### TASK INSTRUCTIONS
Every single entry below should be reproduced verbatim.

### Referring expression data
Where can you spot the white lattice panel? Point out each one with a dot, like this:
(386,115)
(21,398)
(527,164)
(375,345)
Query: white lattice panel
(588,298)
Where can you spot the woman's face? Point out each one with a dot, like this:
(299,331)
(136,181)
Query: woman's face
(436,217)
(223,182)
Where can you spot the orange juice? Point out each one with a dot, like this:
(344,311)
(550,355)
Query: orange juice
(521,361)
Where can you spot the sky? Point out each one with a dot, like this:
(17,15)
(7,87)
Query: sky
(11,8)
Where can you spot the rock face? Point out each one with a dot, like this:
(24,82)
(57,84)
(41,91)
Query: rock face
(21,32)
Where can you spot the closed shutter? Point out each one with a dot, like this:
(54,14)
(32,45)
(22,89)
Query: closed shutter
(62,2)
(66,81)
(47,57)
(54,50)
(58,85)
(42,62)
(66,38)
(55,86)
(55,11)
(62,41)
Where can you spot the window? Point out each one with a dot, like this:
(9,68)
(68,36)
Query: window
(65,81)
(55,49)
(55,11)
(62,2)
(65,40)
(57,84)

### RESULT
Where can you spot the white lattice panel? Point out each one with a dot, like this:
(386,115)
(21,398)
(527,164)
(375,345)
Query: white lattice panel
(588,298)
Where can you spot the woman's face? Point out each one with a dot, like this:
(299,331)
(136,181)
Query: woman's face
(436,217)
(223,182)
Where can you spot the orange juice? Point out each one with a dot, like this:
(344,311)
(550,355)
Query: orange juice
(521,361)
Where can you spot the sky? Point out each one with a dot, like this:
(17,15)
(7,87)
Query: sky
(11,8)
Where can you spot the rock face? Point out each one with a dot, like this:
(24,82)
(57,84)
(41,91)
Query: rock face
(21,32)
Where can you spot the closed shutter? Point out each one with a dot, like this:
(54,14)
(32,45)
(22,89)
Query: closed shutter
(62,2)
(66,81)
(47,57)
(54,50)
(58,85)
(42,62)
(66,38)
(55,86)
(55,11)
(62,41)
Where can you spot the window? Point out each one with a dot, like this:
(9,68)
(68,36)
Query: window
(65,81)
(55,49)
(55,11)
(62,2)
(65,40)
(57,84)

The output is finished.